§ **How to complete this task**: Within the entries below, find every line that has the string "yellow", then copy it.

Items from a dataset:
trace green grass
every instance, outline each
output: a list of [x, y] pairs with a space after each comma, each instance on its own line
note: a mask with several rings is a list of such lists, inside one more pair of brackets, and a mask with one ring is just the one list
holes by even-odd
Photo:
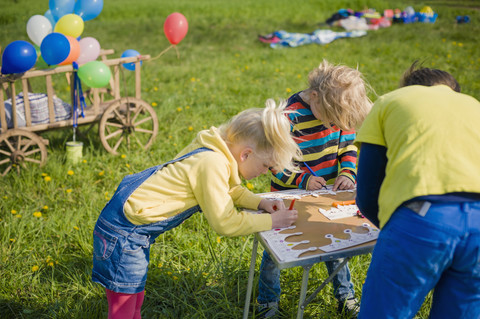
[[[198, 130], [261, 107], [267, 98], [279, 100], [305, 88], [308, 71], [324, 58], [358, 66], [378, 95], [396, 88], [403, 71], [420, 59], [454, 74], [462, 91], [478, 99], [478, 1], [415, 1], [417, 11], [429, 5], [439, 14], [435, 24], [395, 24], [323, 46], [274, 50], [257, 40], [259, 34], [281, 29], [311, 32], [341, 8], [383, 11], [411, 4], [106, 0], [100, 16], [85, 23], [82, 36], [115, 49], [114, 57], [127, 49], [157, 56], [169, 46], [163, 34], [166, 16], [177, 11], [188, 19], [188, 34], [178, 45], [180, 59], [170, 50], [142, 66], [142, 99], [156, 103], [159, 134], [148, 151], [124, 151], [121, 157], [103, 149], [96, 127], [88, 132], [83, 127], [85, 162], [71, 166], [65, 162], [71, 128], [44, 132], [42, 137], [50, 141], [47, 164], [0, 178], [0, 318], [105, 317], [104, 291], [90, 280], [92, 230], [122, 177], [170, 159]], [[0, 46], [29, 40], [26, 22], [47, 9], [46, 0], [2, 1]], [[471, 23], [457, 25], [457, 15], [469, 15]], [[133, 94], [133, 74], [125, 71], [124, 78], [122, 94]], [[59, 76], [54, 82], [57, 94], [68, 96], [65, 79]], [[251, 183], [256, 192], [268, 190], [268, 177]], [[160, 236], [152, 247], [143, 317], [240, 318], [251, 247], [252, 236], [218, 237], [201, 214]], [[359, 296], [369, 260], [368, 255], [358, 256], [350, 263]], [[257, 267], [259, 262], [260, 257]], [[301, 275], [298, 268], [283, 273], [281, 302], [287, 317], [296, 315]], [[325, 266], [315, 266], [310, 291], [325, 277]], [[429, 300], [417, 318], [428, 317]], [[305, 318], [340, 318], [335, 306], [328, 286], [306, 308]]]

...

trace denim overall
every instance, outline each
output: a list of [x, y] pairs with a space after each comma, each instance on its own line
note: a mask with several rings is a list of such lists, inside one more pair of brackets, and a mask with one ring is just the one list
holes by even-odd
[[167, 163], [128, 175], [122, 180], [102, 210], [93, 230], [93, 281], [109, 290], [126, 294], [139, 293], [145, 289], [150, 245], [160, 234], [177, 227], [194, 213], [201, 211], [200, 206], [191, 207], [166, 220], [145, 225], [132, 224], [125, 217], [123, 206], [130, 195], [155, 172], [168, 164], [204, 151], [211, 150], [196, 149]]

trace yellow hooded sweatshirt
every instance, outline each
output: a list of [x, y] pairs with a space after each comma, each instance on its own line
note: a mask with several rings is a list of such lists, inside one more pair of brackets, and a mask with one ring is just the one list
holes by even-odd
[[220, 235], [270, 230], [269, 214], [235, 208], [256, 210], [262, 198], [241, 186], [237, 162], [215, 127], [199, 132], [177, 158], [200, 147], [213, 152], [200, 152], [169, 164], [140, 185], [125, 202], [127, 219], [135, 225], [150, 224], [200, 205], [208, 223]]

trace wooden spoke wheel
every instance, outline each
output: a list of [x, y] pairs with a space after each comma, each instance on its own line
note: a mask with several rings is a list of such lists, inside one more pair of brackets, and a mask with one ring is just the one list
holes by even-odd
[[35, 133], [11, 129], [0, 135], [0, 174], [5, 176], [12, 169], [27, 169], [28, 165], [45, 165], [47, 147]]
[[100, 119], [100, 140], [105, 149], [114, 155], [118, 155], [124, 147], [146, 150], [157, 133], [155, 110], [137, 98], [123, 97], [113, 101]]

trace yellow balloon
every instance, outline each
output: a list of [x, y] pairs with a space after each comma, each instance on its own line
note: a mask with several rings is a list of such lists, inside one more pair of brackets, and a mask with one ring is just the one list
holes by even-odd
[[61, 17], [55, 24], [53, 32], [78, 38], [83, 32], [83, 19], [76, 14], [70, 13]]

--

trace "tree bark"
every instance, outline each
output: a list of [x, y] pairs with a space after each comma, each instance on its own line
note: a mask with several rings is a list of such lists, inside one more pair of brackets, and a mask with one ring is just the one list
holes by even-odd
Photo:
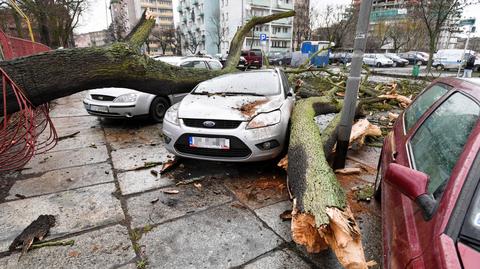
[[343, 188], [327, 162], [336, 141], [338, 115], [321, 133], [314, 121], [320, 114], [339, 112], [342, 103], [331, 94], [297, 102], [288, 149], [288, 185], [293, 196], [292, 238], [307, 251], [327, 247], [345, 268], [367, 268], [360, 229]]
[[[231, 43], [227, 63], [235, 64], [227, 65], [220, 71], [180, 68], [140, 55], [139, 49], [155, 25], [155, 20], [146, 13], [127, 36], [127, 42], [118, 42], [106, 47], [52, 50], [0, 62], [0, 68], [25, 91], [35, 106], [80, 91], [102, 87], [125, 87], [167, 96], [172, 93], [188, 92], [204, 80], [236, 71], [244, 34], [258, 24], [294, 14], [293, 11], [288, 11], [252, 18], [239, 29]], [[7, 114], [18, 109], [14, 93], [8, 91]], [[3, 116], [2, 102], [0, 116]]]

§ **Written solution**:
trace yellow hooded sweatshirt
trace yellow balloon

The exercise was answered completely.